═══ Estratto del testo ═══

Abbiamo scritto nostro in corsivetto perché, se abbiamo ben compreso che il futuro ha a che fare con la dimensione della sostenibilità e delle tecnologie digitali, come dicono tutti gli studi più autorevoli, nessuno di essi parla del futuro e dei desideri dei nostri clienti: questo dobbiamo comprenderlo noi da soli, non esistono i clienti o i consumatori, esistono i nostri clienti, i nostri consumatori… che chiedono sempre più un oltre. Qual è l’oltre? In questa risposta, che è unica e originale per ciascuna delle nostre imprese, si trova la nostra opportunità.

 

 

2. IL (nostro) LIMITE È LA PROSSIMITÀ DELL’OLTRE CHE CERCHIAMO   

Non c’è nulla di più vicino all’oltre che cerca il nostro cliente (e che cerchiamo noi stessi perché esso coincide con l’opportunità) del nostro limite. Il limite del nostro prodotto, quello del nostro servizio, quello del nostro processo operativo, quello del nostro marketing… quello del nostro team di lavoro fino al limite personale di ciascuno di noi: nulla è più vicino, più prossimo, all’oltre che cerchiamo, del nostro limite! 

Bisogna saper definire bene questi nostri limiti e bisogna imparare a guardarli con… amicizia, da leader vincenti: a partire da alcuni di essi si troverà l’oltre che (ri)conquista il nostro cliente! Di solito, siamo tutti quanti abituati a non affrontare i nostri limiti, preferendo darli per ineluttabili e inevitabili, e cercando di “aggirarli” con scaltrezza, ma raramente proviamo a superarli e ad andar oltre.

Soprattutto, il vero problema è che siamo abituati a guardare i limiti della nostra impresa coi nostri occhi e con i nostri “mal di pancia”, e non invece con quelli del cliente! Occorre che i nostri limiti emergano in tutta la loro “ruvidezza” e senza sconti: la ricerca dei nostri limiti deve essere una festa, e non un funerale, perché il limite è la cosa più vicina all’oltre che cerchiamo, quindi… frequentiamo gioiosi il nostro limite per superarlo.

═══ Dati registrati ═══

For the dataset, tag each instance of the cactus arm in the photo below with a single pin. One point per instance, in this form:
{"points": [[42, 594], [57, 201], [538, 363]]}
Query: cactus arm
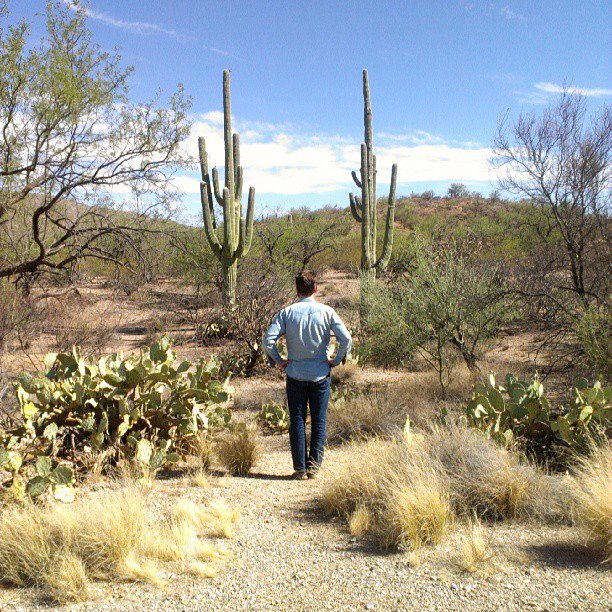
{"points": [[227, 136], [218, 195], [366, 247], [246, 227], [248, 235], [385, 256], [206, 176], [239, 175], [228, 223], [374, 207], [209, 229], [355, 207]]}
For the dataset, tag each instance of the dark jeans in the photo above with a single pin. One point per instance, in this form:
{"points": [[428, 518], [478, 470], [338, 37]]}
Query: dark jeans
{"points": [[300, 395]]}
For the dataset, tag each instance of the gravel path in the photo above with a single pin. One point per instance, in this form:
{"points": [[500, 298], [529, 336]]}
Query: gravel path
{"points": [[286, 557]]}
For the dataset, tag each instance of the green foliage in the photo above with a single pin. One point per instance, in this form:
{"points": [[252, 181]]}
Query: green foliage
{"points": [[364, 208], [595, 333], [274, 416], [443, 307], [145, 409], [520, 414]]}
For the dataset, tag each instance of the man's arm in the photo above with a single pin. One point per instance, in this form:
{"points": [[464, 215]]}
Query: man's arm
{"points": [[343, 338], [275, 331]]}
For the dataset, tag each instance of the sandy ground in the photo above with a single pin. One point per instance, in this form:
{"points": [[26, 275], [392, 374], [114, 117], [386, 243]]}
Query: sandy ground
{"points": [[288, 556]]}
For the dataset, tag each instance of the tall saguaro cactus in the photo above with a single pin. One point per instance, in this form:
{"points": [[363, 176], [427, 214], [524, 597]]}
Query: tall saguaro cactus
{"points": [[364, 208], [237, 231]]}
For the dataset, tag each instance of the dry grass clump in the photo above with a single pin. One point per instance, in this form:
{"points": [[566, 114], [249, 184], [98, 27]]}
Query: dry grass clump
{"points": [[67, 580], [371, 414], [592, 492], [483, 477], [476, 554], [239, 450], [107, 536], [344, 374], [391, 490], [406, 491]]}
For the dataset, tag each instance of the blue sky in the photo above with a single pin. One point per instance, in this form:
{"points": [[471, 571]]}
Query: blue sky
{"points": [[442, 73]]}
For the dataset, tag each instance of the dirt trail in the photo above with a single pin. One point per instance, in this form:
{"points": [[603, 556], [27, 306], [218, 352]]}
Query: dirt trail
{"points": [[287, 557]]}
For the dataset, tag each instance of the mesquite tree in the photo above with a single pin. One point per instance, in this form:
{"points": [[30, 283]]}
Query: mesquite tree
{"points": [[72, 146], [364, 208], [237, 232]]}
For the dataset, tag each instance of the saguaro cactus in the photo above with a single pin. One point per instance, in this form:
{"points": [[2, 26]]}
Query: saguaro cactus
{"points": [[237, 231], [364, 208]]}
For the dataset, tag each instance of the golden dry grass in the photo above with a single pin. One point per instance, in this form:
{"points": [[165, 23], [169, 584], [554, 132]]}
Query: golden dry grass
{"points": [[239, 450], [592, 492], [67, 580], [476, 554], [486, 479], [366, 415], [392, 488], [107, 535], [360, 521], [407, 491]]}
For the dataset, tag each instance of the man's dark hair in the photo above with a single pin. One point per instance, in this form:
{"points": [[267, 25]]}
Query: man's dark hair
{"points": [[306, 283]]}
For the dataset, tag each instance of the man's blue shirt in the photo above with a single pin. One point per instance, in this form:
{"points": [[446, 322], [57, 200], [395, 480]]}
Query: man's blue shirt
{"points": [[307, 327]]}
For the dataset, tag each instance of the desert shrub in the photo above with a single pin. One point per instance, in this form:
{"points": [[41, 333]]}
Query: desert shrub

═══

- [Informazioni sul compito]: Secondo l'estratto, che cosa deve essere la ricerca dei nostri limiti? Le voci costituiscono materiale a sé, distinto dall'estratto.

- [Risposta]: Deve essere una festa, e non un funerale.